DOCUMENT SECTION:
Zeroing in on the tumor itself
During the late 1960s, throughout the ’70s and for most of the ’80s, brain tumor therapy research focused on trying new drugs to kill tumor cells. This approach was showing definite progress with many kinds of cancers but for the most part failed with malignant gliomas.
After watching many of these trials fail, only to be repeated with more of the same drug and fail again, I decided in 1982 that the newly founded John Hopkins Neuro-oncology Center should explore new approaches. I was fortunate to recruit Dr. Henry Brem to head the new center. Henry had been a fellow in neurosurgery and ophthalmology at Hopkins earlier in his career. He was finishing neurosurgery training at The New York Neurological Institute at Columbia and came with two revolutionary new ideas:
Anti-angiogenesis: “Angiogenesis” is the creation of new blood vessels. Attacking tumors by preventing the growth of blood vessels they need to feed and grow was proposed in 1971 by Judah Folkman of Harvard and has been intensely studied by Dr. Brem and many others. Promising new therapies are now appearing.
Prolonged local chemotherapy: The concept of local therapy (delivered directly at the tumor site) as opposed to systemic chemotherapy (delivered through the bloodstream to the tumor) was original to Dr. Brem and Dr. Robert Langer, who in the mid-1970s invented the polymer substrates that make slow-release local chemotherapy possible. After extensive clinical trials, in 1995 Dr. Brem and many collaborators showed that Gliadel (the local anti-cancer agent) significantly prolonged life after surgery for patients with glioblastoma.
Now, surgery for tumor removal that is as complete as possible, radiation, and Gliadel all are standard therapies. A new drug, Temodar, also is effective and looks promising as both an adjunct and alternative to Gliadel.
In spite of these advances, malignant gliomas still are dangerous tumors and most patients will not survive them beyond a few years. Benign gliomas slowly grow, producing disabilities, and eventually are also fatal. Surgery might extend survival 9 or 10 months. Gliadel extends this by two to three months, on average. But there is a little more hope now—and there is a small group of people who survive much longer.
Current therapy provides at least some hope of meaningful survival and cure. Still it is clear that we need more effective treatment for gliomas of all kinds. Development of better therapies is critical.
There are some new avenues of treatment that appear to be especially promising (see sidebar stories). There also are newer forms of radiation that may be helpful. The Gamma Knife, the Cyber Knife and a focused linear accelerator beam are examples of radiation therapies that can closely target the tumor, delivering less (or no) radiation to the surrounding normal brain. The use of radiation with protons has been restricted to two centers but soon will be available commercially. Much research is under way in how to make tumor cells more sensitive to radiation. All have great promise to improve outcomes for patients with gliomas.

TASKS FOR THIS EXERCISE:
a – In the brain tumor therapy passage, why did the author decide in 1982 that the new neuro-oncology center should try new approaches? Answer in one to three sentences.
b – Duplicate the part of the brain tumor therapy passage that opens with the words containing "Current therapy provides" and closes with "therapies is critical.".
The items aren't needed for any of the tasks.

INFORMATION:

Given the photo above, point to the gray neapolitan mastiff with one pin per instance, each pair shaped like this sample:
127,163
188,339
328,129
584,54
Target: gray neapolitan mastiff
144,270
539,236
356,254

PROBLEM SOLUTIONS:
a – The author had watched many drug trials fail, only to be repeated with more of the same drug and fail again. Those trials had focused on new drugs to kill tumor cells, and that approach had mostly failed with malignant gliomas.

b –
Current therapy provides at least some hope of meaningful survival and cure. Still it is clear that we need more effective treatment for gliomas of all kinds. Development of better therapies is critical.